**Consegna 1:**
Per favore, indica se ciascuna delle affermazioni (a), (b) e (c) concorda con il brano sull'egoismo, rispondendo sì o no e citando alla lettera le parole del brano che lo decidono. (a) Il brano chiama egoismo la forma di ferinità di cui l'uomo è un grande campione. (b) Secondo il brano, l'uomo può domare del tutto questa ferinità se lo vuole. (c) Il brano afferma che la portata dell'azione della televisione e dei nuovi social media è già pienamente compresa.
**Consegna 2:**
Sostituisci "photograph" con "image" nei record, dalla riga con "Look at the photograph above. For each instance of the gravel" alla riga con "[(1014, 839), (310, 464)]", estremi inclusi. Riscrivi soltanto queste righe e lascia invariato tutto il resto.

**Brano scelto:**
******************************

Ma con quale altro termine possono essere indicate quelle categorie animalesche attribuibili senza scandalo anche all’uomo (chi si scandalizza più dopo Freud?). Un termine c’è, ed è egoismo. Questa è la forma di ferinità di cui l’uomo è un grande campione e che, col cambiar dei tempi e delle situazioni, egli, mai potendo, pur volendo, domarla del tutto, o dissimula o ostenta.

Come forse è in questi tempi grami, segnati da una diffusa pratica di egoismo di massa, capillarmente inoculata nelle coscienze delle moltitudini dal mostro mediatico, formalmente seducente, che è la televisione e i nuovi social media, della cui devastante azione di inebetimento e di abbrutimento morale si è ancora lontani dal cogliere l’effettiva portata.

******************************

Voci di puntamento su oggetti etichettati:
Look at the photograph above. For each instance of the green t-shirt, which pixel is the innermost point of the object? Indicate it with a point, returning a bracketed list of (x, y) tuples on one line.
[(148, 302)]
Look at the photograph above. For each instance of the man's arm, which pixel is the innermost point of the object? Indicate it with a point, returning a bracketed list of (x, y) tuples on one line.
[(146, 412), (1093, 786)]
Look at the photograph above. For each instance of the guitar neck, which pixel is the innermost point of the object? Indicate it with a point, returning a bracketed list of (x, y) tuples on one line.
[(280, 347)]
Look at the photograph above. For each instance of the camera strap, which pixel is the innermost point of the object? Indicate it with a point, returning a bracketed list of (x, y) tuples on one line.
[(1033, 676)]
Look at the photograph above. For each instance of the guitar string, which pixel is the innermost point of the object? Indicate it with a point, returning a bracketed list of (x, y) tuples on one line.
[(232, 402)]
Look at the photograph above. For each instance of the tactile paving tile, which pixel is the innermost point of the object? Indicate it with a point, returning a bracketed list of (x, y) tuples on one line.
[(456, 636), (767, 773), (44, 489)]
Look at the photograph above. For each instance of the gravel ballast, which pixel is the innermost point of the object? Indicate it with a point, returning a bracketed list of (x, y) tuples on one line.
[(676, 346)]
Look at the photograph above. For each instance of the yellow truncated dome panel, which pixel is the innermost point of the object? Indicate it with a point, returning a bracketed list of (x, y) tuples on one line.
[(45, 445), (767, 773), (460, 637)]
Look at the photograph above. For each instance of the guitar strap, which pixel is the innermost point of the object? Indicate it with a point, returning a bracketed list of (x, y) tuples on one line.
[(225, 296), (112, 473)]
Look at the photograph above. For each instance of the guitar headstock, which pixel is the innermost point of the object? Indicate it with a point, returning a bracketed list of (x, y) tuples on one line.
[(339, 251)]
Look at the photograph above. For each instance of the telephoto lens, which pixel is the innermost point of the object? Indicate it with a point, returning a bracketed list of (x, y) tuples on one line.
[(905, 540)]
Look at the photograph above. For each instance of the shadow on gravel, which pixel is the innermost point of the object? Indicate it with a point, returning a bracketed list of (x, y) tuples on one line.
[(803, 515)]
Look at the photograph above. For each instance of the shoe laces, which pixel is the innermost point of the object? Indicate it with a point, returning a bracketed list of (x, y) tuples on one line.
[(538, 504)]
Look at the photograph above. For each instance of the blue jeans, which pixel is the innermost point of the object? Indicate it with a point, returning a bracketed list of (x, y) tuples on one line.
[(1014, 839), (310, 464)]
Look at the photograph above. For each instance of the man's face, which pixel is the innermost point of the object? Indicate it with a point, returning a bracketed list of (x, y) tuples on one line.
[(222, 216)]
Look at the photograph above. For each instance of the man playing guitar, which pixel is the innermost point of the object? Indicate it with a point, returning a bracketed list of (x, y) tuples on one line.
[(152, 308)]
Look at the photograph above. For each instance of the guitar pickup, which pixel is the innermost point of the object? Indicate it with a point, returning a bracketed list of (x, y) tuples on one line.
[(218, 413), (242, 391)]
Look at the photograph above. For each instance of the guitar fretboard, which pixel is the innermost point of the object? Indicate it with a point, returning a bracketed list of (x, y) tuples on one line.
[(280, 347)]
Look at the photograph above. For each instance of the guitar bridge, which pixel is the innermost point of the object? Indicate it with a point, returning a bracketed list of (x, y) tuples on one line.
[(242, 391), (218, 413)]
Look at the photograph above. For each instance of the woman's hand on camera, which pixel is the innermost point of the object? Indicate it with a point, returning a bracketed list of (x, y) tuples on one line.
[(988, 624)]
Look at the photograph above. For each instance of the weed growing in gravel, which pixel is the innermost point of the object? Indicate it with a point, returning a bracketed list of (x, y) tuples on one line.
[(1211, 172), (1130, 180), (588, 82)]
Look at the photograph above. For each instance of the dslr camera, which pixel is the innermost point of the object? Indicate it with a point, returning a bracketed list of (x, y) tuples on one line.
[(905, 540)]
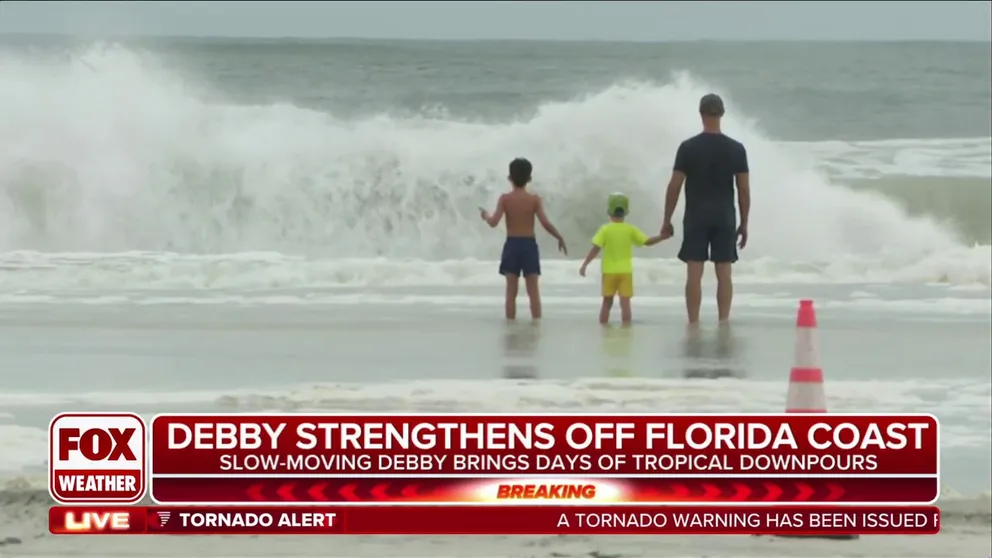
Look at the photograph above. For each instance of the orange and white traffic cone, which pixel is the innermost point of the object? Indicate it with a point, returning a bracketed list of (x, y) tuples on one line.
[(806, 394)]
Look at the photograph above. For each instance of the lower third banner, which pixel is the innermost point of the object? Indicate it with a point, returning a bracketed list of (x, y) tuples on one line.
[(494, 520)]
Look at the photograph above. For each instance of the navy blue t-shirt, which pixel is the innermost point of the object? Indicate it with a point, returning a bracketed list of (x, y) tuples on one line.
[(710, 163)]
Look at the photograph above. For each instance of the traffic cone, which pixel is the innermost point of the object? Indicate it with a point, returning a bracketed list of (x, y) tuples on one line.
[(806, 394)]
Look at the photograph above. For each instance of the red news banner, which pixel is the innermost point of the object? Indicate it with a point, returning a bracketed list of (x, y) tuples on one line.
[(495, 520), (544, 459)]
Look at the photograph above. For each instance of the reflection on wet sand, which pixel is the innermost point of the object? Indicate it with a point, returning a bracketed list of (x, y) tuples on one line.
[(520, 341), (618, 343), (713, 355)]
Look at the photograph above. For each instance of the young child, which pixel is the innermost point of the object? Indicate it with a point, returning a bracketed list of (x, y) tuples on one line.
[(520, 254), (616, 240)]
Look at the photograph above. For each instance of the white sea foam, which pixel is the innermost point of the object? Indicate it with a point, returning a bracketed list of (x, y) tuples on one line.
[(26, 272), (952, 157), (107, 151)]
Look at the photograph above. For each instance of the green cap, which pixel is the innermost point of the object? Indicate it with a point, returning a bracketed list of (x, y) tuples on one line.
[(618, 201)]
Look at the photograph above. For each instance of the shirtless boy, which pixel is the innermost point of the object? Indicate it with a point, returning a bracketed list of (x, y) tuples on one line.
[(520, 254)]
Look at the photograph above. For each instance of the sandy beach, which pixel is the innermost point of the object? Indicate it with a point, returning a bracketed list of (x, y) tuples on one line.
[(458, 357), (242, 225)]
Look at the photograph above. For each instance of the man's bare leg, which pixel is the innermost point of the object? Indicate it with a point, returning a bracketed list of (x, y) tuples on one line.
[(534, 294), (724, 290), (512, 287), (604, 310), (693, 290)]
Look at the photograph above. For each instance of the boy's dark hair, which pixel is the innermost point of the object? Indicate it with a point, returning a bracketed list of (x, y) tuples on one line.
[(520, 171)]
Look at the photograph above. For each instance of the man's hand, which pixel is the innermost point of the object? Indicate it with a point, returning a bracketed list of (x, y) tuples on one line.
[(667, 231)]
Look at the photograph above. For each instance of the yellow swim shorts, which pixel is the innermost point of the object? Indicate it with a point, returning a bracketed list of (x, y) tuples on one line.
[(618, 284)]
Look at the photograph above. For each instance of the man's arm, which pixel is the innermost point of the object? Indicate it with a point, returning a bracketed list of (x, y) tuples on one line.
[(494, 219), (743, 179), (675, 183)]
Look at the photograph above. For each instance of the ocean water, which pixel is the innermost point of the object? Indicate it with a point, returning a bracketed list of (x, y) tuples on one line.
[(292, 225)]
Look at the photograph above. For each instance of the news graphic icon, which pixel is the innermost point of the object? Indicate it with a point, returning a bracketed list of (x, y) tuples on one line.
[(97, 458)]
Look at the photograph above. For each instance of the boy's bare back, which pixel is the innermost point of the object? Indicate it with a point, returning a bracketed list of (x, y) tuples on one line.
[(522, 210)]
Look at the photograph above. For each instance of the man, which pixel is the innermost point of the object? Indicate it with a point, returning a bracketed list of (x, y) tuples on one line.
[(709, 164)]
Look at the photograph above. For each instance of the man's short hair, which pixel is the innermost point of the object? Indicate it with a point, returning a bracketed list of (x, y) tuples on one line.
[(711, 105), (520, 172)]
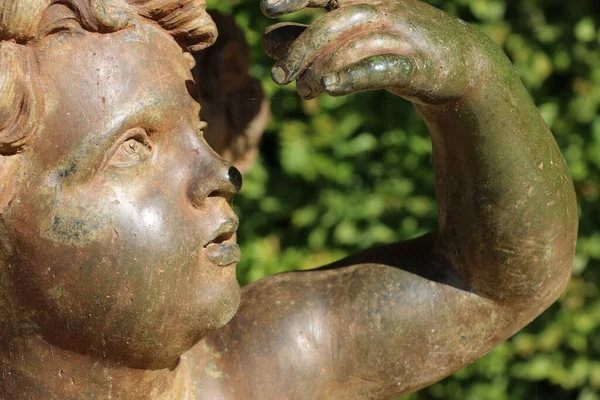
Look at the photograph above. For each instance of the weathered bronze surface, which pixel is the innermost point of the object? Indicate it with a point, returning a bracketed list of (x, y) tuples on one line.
[(117, 245)]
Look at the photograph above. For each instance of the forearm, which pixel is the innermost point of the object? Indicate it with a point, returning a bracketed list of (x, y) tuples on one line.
[(507, 210)]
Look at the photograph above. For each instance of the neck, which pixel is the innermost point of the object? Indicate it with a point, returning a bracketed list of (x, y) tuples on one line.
[(31, 368)]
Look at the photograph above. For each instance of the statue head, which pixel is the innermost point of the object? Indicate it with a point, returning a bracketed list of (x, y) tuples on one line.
[(116, 231)]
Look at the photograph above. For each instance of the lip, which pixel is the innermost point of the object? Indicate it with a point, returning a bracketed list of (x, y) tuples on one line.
[(222, 249)]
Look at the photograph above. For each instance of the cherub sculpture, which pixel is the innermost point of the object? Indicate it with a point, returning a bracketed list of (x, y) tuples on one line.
[(117, 239)]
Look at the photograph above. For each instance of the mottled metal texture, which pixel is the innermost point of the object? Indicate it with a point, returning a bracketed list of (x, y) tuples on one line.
[(117, 239)]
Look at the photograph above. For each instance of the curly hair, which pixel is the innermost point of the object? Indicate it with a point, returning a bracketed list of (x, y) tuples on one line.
[(186, 20)]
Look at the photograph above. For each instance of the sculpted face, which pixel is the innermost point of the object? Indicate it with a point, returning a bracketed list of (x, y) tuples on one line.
[(122, 231)]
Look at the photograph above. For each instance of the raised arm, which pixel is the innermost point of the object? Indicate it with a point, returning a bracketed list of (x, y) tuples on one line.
[(389, 321)]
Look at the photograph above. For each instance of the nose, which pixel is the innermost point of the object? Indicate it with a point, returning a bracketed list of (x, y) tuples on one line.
[(229, 183), (215, 178)]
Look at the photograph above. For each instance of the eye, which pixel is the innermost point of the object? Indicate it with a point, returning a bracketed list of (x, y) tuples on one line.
[(134, 150)]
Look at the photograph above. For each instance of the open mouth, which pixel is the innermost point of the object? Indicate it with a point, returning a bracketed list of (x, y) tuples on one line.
[(222, 250)]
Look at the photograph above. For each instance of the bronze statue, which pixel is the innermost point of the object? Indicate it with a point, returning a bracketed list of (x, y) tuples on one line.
[(118, 254)]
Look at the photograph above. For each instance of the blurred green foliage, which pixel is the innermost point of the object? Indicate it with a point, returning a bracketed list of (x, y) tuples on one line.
[(341, 174)]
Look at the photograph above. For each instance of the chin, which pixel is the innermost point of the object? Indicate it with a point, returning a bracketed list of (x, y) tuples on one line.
[(157, 347)]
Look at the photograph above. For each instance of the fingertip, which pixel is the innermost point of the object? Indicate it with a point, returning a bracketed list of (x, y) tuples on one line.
[(277, 8), (278, 75), (329, 81)]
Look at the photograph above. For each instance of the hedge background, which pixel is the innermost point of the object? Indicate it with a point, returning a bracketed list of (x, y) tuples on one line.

******************************

**Risposta 1:**
(a) Sì: "Un termine c’è, ed è egoismo. Questa è la forma di ferinità di cui l’uomo è un grande campione".
(b) No: "mai potendo, pur volendo, domarla del tutto".
(c) No: "si è ancora lontani dal cogliere l’effettiva portata".

**Risposta 2:**
Look at the image above. For each instance of the gravel ballast, which pixel is the innermost point of the object? Indicate it with a point, returning a bracketed list of (x, y) tuples on one line.
[(676, 346)]
Look at the image above. For each instance of the yellow truncated dome panel, which pixel is the innermost point of the object? Indicate it with a point, returning a bracketed list of (x, y) tuples on one line.
[(45, 445), (767, 773), (460, 637)]
Look at the image above. For each instance of the guitar strap, which pixel is the innermost point of the object? Indicate it with a point, returning a bracketed list of (x, y) tuples on one line.
[(225, 296), (112, 473)]
Look at the image above. For each instance of the guitar headstock, which pixel is the innermost point of the object? Indicate it with a point, returning a bracketed list of (x, y) tuples on one line.
[(339, 251)]
Look at the image above. For each instance of the telephoto lens, which pixel is the innermost point of the object? Indicate it with a point, returning a bracketed list of (x, y) tuples on one line.
[(905, 540)]
Look at the image above. For each instance of the shadow on gravel, which pixel is the innermost point of the object? Indicate it with a point, returning a bracketed list of (x, y) tuples on one line.
[(803, 515)]
Look at the image above. For each instance of the shoe laces, which pixel is the innermost point of the object? Indicate it with a point, returning a bracketed list of (x, y) tuples on one line.
[(538, 504)]
Look at the image above. For each instance of the blue jeans, which pixel is the innermost point of the object? Indicate it with a point, returning a bracketed list of (x, y) tuples on one line.
[(1014, 839), (310, 464)]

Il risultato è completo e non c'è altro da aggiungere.